[Start of DATA SUPPLIED]

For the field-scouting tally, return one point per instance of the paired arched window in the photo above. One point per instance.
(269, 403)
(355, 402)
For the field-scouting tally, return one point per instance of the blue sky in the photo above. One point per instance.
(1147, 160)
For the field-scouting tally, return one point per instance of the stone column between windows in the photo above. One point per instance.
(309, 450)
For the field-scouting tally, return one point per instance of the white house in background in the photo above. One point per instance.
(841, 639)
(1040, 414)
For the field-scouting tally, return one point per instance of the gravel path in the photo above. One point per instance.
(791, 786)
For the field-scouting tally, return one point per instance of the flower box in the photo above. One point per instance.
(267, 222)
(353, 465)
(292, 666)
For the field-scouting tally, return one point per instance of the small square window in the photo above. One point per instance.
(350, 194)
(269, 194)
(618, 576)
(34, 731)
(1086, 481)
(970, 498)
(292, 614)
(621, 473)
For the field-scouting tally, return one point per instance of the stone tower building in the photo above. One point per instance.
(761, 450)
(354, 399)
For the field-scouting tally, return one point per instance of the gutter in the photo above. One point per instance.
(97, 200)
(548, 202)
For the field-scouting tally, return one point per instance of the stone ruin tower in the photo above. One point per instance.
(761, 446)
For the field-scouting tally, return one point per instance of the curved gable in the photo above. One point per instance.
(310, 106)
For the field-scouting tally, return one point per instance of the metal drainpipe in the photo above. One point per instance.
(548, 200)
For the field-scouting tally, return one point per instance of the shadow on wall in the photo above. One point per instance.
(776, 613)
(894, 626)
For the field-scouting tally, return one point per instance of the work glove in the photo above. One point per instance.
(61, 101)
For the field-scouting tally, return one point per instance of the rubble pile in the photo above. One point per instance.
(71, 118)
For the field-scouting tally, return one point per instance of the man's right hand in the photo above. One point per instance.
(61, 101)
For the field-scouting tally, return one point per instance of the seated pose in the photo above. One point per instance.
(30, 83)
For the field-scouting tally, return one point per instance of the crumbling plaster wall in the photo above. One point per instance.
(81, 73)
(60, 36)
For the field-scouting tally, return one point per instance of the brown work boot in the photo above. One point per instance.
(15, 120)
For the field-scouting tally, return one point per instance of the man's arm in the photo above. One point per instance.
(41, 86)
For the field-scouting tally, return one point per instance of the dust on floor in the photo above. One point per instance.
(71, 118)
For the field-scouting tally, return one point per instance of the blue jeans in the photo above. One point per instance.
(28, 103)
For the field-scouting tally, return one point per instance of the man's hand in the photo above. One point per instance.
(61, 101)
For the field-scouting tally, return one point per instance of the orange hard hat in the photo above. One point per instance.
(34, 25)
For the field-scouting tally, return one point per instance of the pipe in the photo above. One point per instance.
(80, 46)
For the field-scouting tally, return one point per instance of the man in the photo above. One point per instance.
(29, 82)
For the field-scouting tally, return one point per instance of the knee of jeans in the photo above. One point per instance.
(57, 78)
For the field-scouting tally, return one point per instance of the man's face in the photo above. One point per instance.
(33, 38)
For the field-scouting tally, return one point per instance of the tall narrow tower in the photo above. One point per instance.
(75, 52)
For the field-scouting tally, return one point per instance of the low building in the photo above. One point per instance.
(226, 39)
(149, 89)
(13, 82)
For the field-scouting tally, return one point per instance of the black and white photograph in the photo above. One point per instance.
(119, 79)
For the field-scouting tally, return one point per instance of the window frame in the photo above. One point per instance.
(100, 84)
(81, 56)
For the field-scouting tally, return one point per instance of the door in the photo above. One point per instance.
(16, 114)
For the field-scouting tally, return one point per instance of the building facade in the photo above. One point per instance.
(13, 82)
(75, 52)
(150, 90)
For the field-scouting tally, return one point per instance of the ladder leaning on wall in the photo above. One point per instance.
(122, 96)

[End of DATA SUPPLIED]

▸ **JOB**: Reproduce the records with every occurrence of "field-scouting tally" replaced by "site survey count", leaving all other text unchanged.

▸ **EXPECTED ANSWER**:
For the site survey count, return one point per instance of the paired arched window in the photo above. One point per instance.
(269, 403)
(355, 402)
For the site survey count, return one point per instance of the blue sky in the photo above. One point per instance.
(1147, 160)
For the site survey count, return one point per instance of the stone column between windows in the photo above. One point per instance.
(309, 450)
For the site survey count, return one point per instance of the white house in background in the photo above. One point per instance.
(841, 639)
(1040, 414)
For the site survey count, return one point per instance of the gravel path in the photo above. One point per instance.
(791, 786)
For the site survey count, return one point per instance of the flower box in the photo above. One point per instance.
(267, 222)
(353, 465)
(292, 666)
For the site survey count, return one point per instance of the small square window in the photo above. One point per instance.
(350, 194)
(269, 194)
(618, 576)
(34, 731)
(1086, 481)
(970, 498)
(292, 614)
(621, 473)
For the site survey count, return one point per instance of the stone tower building in the photo above. One point per instance.
(761, 450)
(354, 399)
For the site survey count, return one point per instance of the gutter in the photo above. One point per instance.
(97, 200)
(548, 202)
For the site survey count, return one point per instance of the stone ruin tower in the photo above. One point per instance.
(761, 446)
For the site survey count, return one point per instance of the curved gable in the photo above. One point per instance.
(310, 106)
For the site survey count, return one point per instance of the metal drainpipe in the photo above. One point per instance.
(548, 200)
For the site survey count, return one point per instance of the shadow on wall in the photo above. One point per instance.
(776, 613)
(894, 626)
For the site survey count, return one point per instance of the work glove in the photo above. One point per instance.
(61, 101)
For the site survey count, return one point per instance of the rubble pile in the photo above. One point per instance.
(71, 118)
For the site survey count, return one point per instance of the man's right hand in the photo above. One point per instance.
(61, 101)
For the site survey count, return one point per instance of the seated pose in the photo above. One point per instance.
(30, 83)
For the site survey count, return one point per instance of the crumbling plaster wall in the photo above. One point per instance.
(81, 73)
(60, 36)
For the site survey count, return one point per instance of the brown work boot in the photo above. One point per instance.
(15, 120)
For the site survey count, return one point per instance of the man's arm in the photo above. One point per instance.
(41, 86)
For the site survey count, return one point per instance of the dust on floor in the photo above. One point per instance.
(71, 118)
For the site survey count, return one point per instance of the blue jeans in the photo above. One point per instance.
(28, 103)
For the site survey count, return one point per instance of the man's hand in the photo above. One point per instance.
(61, 101)
For the site survey count, return one point per instance of the orange hard hat in the photo above. One point per instance.
(34, 25)
For the site survey count, return one point per instance of the pipe in the photo above. One point per instance.
(80, 46)
For the site survey count, return one point per instance of the man in the photo above. One point per instance.
(29, 82)
For the site survey count, return one point per instance of the knee of jeans in the photo above. One point per instance.
(57, 78)
For the site survey count, return one point per instance of the man's face in the photo above. One point per instance.
(33, 38)
For the site survey count, return one point per instance of the tall narrow tower in the photo above. One point per instance.
(75, 52)
For the site survey count, return one point per instance of the low building in the photo above. One point per instance.
(226, 39)
(149, 89)
(13, 82)
For the site survey count, return one point per instance of the black and white photograph in the photo above. One point per instance.
(119, 79)
For the site survey count, return one point per instance of the window frame in the photo above. One point per instance.
(100, 84)
(81, 56)
For the site survey count, return one point per instance of the door in the photo above. One point per instance.
(16, 114)
For the site survey count, return one point per instance of the building facade in the photo above. One point per instance.
(13, 82)
(75, 52)
(150, 90)
For the site survey count, return one point per instance of the ladder leaning on wall in the photo above. One point per instance.
(122, 96)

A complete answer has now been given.